AVAILABLE RECORDS below:

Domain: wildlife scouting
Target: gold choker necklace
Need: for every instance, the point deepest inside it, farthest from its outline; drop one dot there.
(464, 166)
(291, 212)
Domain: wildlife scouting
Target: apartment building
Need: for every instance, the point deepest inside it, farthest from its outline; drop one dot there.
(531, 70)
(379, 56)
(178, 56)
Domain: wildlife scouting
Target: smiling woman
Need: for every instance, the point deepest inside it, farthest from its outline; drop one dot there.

End of AVAILABLE RECORDS.

#### YOUR TASK
Word for word, the whole listing should be given again.

#### SOLUTION
Domain: wildlife scouting
Target: gold choker necklace
Need: for every instance, the point deepest inside it, farthest from its outline; drop one dot there.
(464, 166)
(291, 212)
Domain: wildlife scouting
Target: apartment building
Need: for every instance, the point deepest inside it, farthest from its outline; drop one dot there.
(531, 70)
(379, 56)
(178, 56)
Domain: wildlife scouting
Target: smiling woman
Need: for every instance, the point deepest inside it, farthest from its outline; drop one dot there.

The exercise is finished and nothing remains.